══ Exercise passage ══

The successful applicant will take the lead in negociating our getaway aircraft …

Okay, the basic joke seems to be that he is performing that “hiring” process for the position of principal hostage. Is there also something going on about his pantyhose mask? Is it that hard to find separate single-leg stockings?


  1. ” Is it that hard to find separate single-leg stockings?”

    Having tried (and failed) to find a humorous photo I once saw of two robbers sharing a single pair of tights, the answer to that question is “No, not in an internet image search”.

  2. I think the artist might have been trying to make it even more obvious that the robber was wearing (a pair of) stockings; with just one leg it might have seemed like the he had grown a head-tentacle.

    P.S. Baldwin is patently unable to draw any character without glasses, but in this case he has managed to obscure whether this robber is wearing his glasses “over” or “undeneath” the pantyhose.

  3. They’ve got a weapon, disguise, and a bag to carry money away. What more do you want in a robbery setup?

  4. if you have a large head, it might be uncomfortable to try to fit it in a single leg stocking…

  5. A Benny Hill episode had the joke that Mike P. mentioned in the first comment. I didn’t locate a still anywhere.

  6. I was rather amused that it took me more than a day to notice the typo in the headline (or did everyone else already see it, but were maintaining a respectful silence?) In remembrance of CIDU Bill, I would prefer that it not be changed (it’s nearly impossible to alter the page URL anyway, and therefore almost never worth the effort.)

  7. @ Mitch – I actually did look to see whether the “c”-spelling could be found in an “alternative” dictionary, but the only placed it turned up was as an alleged “obsolete” form in Wiktionary, which is worth about as much as the paper it’s printed on.

  8. Kilby, you say (it’s nearly impossible to alter the page URL anyway but I don’t really see that. It’s pretty easy, just to change it — though harder to change it without causing some confusion or inconvenience.

═══
══ Collected data ══

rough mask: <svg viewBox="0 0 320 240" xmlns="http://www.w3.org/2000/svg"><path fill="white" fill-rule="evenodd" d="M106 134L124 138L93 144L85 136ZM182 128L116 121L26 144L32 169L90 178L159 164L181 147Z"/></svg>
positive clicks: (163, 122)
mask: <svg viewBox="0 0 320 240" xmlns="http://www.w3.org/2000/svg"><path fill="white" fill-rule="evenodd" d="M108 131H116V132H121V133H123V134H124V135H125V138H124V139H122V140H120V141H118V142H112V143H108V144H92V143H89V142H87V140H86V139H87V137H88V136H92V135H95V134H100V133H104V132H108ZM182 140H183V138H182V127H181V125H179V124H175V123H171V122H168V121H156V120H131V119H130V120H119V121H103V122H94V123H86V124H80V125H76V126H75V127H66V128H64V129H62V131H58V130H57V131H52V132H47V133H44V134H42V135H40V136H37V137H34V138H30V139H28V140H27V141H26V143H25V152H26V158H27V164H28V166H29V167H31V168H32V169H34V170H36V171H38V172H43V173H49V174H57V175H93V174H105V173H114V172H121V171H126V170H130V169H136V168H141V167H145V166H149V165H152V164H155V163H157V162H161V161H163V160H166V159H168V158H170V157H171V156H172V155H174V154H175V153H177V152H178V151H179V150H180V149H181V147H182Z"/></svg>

═══

## Your task
Give back, word for word, the stretch of the comic comment thread that runs from "The successful applicant" up to and including "grown a head-tentacle.".

## Response area
The successful applicant will take the lead in negociating our getaway aircraft …

Okay, the basic joke seems to be that he is performing that “hiring” process for the position of principal hostage. Is there also something going on about his pantyhose mask? Is it that hard to find separate single-leg stockings?


  1. ” Is it that hard to find separate single-leg stockings?”

    Having tried (and failed) to find a humorous photo I once saw of two robbers sharing a single pair of tights, the answer to that question is “No, not in an internet image search”.

  2. I think the artist might have been trying to make it even more obvious that the robber was wearing (a pair of) stockings; with just one leg it might have seemed like the he had grown a head-tentacle.